Document passage Start Marker

For $x \in\ R$, let $\left\lceil{x}\right\rceil$ denote the ceiling of $x$.


Then:

$\forall x \in \R : n \ge \left\lceil{\left\vert{x}\right\vert}\right\rceil \implies \left\langle{\dfrac n {n + x} \left({1 + \dfrac x n}\right)^n}\right\rangle$ is increasing.


Proof

First:

\(\ds n\) \(>\) \(\ds \left\lceil{\left\vert{x}\right\vert}\right\rceil\)
\(\ds \implies \ \ \) \(\ds n\) \(>\) \(\ds -x\) Negative of Absolute Value and Real Number is between Ceiling Functions
\(\ds \implies \ \ \) \(\ds \frac n {n + x}\) \(>\) \(\ds 0\)


Then:

\(\ds n\) \(>\) \(\, \ds \left\lceil{\left\vert{x}\right\vert}\right\rceil \, \) \(\ds \)
\(\ds \implies \ \ \) \(\ds n\) \(>\) \(\, \ds \left\vert{x}\right\vert \, \) \(\ds \) Real Number is between Ceiling Functions
\(\ds \implies \ \ \) \(\ds \left\vert{\frac x n}\right\vert\) \(<\) \(\, \ds 1 \, \) \(\ds \) dividing both sides by $n$
\(\ds \implies \ \ \) \(\ds -1\) \(<\) \(\, \ds \frac x n \, \) \(\, \ds < \, \) \(\ds 1\) Negative of Absolute Value: Corollary 1
\(\ds \implies \ \ \) \(\ds 0\) \(<\) \(\, \ds 1 + \frac x n \, \) \(\ds \)

Document passage End Marker

Instructions for the task:
Answer these from the proof passage about ceilings, one line each:
(a) What does $\left\lceil{x}\right\rceil$ denote?
(b) Which result is cited for the step from $n > \left\lceil{\left\vert{x}\right\vert}\right\rceil$ to $n > -x$?
(c) What operation gives $\left\vert{\frac x n}\right\vert < 1$?

Raw data Start Marker

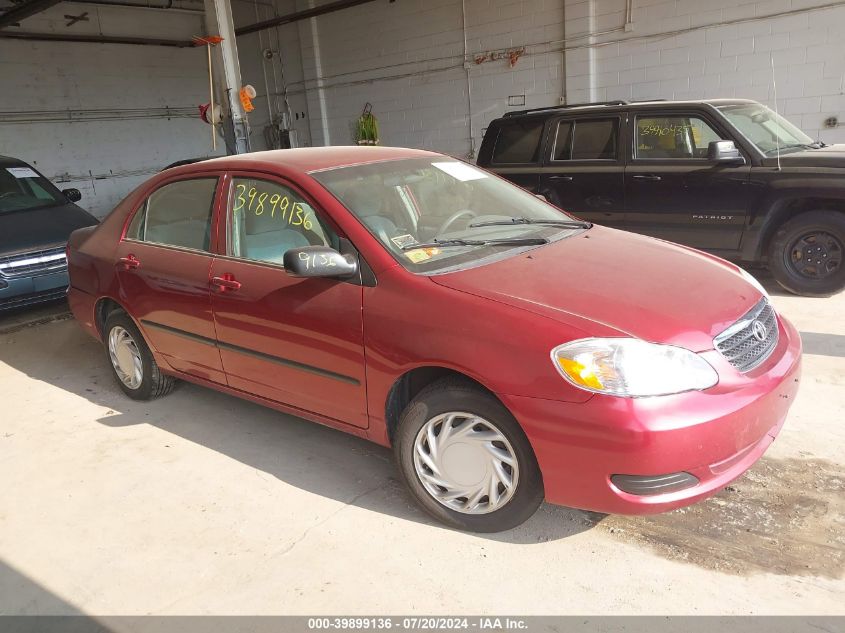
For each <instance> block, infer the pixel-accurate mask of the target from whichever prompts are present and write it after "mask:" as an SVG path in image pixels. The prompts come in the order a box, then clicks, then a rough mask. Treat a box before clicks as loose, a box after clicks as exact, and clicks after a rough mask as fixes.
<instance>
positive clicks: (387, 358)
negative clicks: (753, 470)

Raw data End Marker

Result of the task:
(a) The ceiling of $x$.
(b) Negative of Absolute Value and Real Number is between Ceiling Functions.
(c) Dividing both sides by $n$.